• _Directions_
Output, word for word, every line from the line with "of the cityscape" through the final line of the data below.

• _Records supplied_
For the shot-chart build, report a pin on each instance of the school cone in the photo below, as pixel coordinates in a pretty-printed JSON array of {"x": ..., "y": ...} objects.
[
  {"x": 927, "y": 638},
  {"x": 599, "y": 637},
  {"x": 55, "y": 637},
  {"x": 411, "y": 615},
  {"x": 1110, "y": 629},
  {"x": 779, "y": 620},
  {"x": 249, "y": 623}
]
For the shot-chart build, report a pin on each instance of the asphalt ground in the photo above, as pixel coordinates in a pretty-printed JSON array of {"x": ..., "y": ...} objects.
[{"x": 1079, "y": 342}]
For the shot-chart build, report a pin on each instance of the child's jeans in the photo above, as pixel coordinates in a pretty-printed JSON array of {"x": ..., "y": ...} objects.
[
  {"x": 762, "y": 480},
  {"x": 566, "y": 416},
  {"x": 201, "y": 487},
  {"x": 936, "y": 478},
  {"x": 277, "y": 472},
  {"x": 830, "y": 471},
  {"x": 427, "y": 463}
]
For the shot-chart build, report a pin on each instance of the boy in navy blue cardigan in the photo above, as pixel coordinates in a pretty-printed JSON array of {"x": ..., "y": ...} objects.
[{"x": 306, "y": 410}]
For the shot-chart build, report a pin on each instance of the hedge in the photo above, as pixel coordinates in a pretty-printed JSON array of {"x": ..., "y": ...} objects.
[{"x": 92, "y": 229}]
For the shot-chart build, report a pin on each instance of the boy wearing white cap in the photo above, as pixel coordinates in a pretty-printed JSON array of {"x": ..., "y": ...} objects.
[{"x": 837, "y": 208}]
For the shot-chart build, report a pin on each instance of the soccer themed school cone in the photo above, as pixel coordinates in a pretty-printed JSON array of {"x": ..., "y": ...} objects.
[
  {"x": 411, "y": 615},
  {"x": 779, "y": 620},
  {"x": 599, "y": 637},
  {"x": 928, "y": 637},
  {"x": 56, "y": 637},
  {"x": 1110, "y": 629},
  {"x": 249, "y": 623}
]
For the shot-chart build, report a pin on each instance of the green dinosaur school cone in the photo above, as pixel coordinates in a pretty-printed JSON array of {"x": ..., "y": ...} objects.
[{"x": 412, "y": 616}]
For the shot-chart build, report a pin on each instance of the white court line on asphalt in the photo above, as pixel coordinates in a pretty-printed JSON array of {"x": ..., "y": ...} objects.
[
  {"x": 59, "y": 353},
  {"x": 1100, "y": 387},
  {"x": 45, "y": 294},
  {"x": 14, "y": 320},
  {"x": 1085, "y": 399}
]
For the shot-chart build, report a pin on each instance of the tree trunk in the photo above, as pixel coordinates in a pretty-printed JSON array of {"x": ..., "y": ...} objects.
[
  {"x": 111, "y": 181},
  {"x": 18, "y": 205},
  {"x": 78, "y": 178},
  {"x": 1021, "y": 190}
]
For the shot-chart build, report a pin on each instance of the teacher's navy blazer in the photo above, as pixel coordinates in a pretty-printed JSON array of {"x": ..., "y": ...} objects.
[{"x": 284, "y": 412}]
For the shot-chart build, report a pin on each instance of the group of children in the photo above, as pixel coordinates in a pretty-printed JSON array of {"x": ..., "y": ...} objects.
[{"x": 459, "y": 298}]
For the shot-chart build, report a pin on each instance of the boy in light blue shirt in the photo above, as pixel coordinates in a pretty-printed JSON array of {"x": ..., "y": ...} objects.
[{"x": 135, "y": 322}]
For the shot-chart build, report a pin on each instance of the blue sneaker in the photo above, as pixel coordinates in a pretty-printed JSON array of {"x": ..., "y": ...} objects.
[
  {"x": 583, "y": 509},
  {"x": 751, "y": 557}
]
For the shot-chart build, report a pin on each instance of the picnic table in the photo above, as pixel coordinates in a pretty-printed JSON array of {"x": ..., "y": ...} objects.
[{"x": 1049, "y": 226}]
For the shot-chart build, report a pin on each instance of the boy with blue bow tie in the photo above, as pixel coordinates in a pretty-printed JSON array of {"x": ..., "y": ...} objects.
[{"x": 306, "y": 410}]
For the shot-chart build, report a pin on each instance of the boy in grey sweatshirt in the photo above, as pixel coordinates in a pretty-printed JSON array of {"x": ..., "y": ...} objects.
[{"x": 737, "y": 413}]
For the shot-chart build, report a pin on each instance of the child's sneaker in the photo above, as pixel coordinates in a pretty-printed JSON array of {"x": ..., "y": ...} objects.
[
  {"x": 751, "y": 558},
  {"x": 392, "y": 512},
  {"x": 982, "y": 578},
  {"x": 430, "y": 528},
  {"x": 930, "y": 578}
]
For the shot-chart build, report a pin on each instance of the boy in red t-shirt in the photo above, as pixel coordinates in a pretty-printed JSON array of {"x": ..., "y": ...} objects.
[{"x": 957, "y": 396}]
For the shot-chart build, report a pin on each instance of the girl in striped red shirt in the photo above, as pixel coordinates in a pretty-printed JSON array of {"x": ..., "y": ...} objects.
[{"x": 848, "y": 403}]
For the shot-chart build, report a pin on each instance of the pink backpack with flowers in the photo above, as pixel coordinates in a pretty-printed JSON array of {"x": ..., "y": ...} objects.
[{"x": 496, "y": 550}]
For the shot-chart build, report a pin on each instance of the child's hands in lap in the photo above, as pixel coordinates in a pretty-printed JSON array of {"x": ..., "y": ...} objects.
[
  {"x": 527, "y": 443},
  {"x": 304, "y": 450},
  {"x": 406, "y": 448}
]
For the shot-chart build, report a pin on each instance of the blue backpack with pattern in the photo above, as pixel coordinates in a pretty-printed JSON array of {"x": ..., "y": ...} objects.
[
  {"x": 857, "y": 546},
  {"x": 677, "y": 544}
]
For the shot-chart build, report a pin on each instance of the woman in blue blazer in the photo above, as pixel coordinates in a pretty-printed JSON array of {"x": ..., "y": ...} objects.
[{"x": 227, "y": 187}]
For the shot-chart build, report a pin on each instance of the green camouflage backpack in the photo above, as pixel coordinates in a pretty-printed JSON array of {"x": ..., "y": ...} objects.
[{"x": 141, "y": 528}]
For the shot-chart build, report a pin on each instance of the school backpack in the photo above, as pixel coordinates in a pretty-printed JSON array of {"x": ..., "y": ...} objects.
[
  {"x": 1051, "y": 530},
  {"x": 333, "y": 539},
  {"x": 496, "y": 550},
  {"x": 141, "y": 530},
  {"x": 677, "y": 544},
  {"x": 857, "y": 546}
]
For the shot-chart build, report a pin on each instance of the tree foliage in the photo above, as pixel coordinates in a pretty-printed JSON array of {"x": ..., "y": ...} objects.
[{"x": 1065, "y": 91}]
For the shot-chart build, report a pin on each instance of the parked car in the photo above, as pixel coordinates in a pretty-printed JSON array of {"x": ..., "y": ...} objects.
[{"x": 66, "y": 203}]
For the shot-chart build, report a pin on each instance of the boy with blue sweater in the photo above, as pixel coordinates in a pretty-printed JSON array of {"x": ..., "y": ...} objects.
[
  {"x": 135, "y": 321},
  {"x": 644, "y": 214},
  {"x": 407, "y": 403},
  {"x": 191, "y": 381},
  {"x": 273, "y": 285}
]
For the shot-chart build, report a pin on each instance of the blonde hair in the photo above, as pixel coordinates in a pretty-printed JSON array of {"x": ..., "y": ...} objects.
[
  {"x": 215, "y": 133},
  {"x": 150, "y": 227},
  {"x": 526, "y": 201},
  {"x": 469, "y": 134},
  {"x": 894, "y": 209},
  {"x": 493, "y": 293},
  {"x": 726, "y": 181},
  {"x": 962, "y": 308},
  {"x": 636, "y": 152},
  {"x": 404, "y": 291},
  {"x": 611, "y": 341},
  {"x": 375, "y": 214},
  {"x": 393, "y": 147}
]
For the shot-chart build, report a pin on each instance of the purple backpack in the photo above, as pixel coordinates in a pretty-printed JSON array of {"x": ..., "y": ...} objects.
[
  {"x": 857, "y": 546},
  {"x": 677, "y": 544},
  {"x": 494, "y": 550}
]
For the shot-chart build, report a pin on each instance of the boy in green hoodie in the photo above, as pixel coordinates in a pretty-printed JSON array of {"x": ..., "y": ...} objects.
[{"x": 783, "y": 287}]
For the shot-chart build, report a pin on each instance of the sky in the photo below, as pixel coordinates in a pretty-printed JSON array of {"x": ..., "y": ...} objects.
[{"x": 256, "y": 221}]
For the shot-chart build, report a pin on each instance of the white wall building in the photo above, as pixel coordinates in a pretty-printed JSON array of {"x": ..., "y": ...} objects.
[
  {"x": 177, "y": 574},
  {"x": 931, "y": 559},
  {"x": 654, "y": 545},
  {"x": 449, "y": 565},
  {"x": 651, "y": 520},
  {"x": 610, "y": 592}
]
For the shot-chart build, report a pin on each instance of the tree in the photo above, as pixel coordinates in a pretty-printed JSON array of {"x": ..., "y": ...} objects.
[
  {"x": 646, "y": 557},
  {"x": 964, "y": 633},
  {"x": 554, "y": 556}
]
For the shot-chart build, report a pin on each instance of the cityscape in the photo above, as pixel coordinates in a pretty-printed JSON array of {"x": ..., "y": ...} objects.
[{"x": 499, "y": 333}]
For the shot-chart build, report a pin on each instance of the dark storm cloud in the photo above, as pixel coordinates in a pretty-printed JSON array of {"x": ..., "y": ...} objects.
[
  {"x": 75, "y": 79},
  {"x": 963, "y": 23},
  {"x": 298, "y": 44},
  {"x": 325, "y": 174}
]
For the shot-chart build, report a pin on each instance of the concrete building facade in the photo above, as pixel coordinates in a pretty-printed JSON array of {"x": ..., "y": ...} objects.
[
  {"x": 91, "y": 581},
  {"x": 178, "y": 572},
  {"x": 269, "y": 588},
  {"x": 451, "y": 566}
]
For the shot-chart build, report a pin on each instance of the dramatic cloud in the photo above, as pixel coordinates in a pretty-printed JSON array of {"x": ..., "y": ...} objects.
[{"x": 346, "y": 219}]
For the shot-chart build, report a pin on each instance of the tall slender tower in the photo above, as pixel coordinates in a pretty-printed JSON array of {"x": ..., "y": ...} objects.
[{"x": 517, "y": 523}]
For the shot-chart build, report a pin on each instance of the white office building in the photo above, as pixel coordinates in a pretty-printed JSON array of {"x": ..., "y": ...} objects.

• _Solution for this task_
For the shot-chart build, report a pin on each instance of the cityscape in the photo above, as pixel coordinates in a pretty-printed JSON array of {"x": ..., "y": ...} objects.
[{"x": 499, "y": 333}]
For the shot-chart build, report a pin on each instance of the dark storm cloud in the photo above, as pixel coordinates in a pretty-printed JSON array of {"x": ..., "y": ...} objects.
[
  {"x": 75, "y": 79},
  {"x": 963, "y": 23},
  {"x": 298, "y": 44},
  {"x": 325, "y": 174}
]
For the shot-chart build, report a pin on each instance of the concrete building facade in the photo above, as pixel coordinates in a pretty-printed JSON array of {"x": ..., "y": ...} objects.
[
  {"x": 91, "y": 581},
  {"x": 178, "y": 572},
  {"x": 269, "y": 588},
  {"x": 451, "y": 566}
]
For the shot-chart build, report a pin on each instance of the dramatic cloud in the photo above, as pixel coordinates in a pretty-printed JSON array of {"x": ..., "y": ...} objects.
[{"x": 346, "y": 219}]
For the shot-chart build, report a pin on each instance of the tall slender tower in the photo above, as pixel coordinates in a pretty-printed JSON array of {"x": ..., "y": ...} objects.
[{"x": 517, "y": 523}]
For the shot-chart build, report a pin on each instance of the white office building in the photo above, as pixel coordinates in a pretty-printed JSON array of {"x": ..., "y": ...} objects.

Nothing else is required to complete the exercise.